- Origin: United Arab Emirates
- Genres: Progressive metal, thrash metal
- Years active: 2003–present
- Labels: Melodic Revolution Records
- Members: John Bakhos (guitars) Jay Jahed (synths) Rami Lakkis (bass) Simen Sandnes (drums) Will Patterson (vocals)
- Website: www.anuryzm.com

= Anuryzm =

Heavy Metal

Anuryzm is a progressive heavy metal band, based in the United Arab Emirates, featuring contributors from a wide variety of backgrounds and nationalities.

==Biography==
Anuryzm is a project created by Canadian guitarist John Bakhos in 2003 as a means to branch out from his background in extreme metal in favor of progressive heavy metal music. In 2010, after returning to the United Arab Emirates, Bakhos reconnected with British vocalist Nadeem Michel Bibby and forged the recording incarnation of Anuryzm.
——
Stated task 1 >>
Answer from the Anuryzm profile:
(a) What record label is the band on?
(b) Which member plays drums?
(c) In what year did Bakhos reconnect with Nadeem Michel Bibby?
Stated task 2 >>
Reproduce the Anuryzm profile word for word between "- Website: www.anuryzm.com" and "incarnation of Anuryzm.", inclusive.
The data that comes after the Anuryzm profile has no connection to it.

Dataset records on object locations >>
——
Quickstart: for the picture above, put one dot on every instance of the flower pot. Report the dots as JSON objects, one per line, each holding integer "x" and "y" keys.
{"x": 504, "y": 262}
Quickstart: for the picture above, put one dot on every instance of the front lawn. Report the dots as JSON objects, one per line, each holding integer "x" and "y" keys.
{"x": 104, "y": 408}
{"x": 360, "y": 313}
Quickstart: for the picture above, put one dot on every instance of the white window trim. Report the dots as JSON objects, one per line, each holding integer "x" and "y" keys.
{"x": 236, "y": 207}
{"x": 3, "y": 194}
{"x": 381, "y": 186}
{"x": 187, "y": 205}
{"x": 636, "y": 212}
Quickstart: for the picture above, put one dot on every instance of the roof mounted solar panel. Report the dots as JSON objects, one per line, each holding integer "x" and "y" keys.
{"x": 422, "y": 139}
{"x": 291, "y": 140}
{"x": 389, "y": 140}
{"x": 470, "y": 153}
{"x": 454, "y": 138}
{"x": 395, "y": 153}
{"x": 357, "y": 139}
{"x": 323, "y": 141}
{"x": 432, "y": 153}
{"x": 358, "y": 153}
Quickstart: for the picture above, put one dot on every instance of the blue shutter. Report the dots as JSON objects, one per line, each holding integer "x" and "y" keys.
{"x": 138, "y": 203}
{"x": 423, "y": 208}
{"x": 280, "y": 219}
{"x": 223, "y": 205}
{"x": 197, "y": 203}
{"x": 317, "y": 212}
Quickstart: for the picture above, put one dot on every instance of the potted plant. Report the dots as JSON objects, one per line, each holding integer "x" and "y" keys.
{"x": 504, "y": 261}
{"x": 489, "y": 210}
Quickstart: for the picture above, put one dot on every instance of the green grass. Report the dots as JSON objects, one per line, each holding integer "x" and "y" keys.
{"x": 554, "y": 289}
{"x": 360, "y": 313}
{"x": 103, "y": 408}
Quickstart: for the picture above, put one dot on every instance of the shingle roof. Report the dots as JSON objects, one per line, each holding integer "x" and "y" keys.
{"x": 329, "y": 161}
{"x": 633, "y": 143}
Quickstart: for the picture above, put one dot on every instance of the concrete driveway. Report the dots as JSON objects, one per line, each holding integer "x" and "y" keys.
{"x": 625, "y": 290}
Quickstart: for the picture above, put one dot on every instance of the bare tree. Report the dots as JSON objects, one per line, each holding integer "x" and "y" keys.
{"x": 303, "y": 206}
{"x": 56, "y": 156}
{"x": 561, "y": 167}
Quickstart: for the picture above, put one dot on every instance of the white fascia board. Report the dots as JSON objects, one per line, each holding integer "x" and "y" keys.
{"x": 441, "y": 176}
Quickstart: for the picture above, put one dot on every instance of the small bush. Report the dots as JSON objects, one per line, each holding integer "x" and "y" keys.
——
Right answer 1 >>
(a) Melodic Revolution Records
(b) Simen Sandnes
(c) 2010

Right answer 2 >>
- Website: www.anuryzm.com

= Anuryzm =

Heavy Metal

Anuryzm is a progressive heavy metal band, based in the United Arab Emirates, featuring contributors from a wide variety of backgrounds and nationalities.

==Biography==
Anuryzm is a project created by Canadian guitarist John Bakhos in 2003 as a means to branch out from his background in extreme metal in favor of progressive heavy metal music. In 2010, after returning to the United Arab Emirates, Bakhos reconnected with British vocalist Nadeem Michel Bibby and forged the recording incarnation of Anuryzm.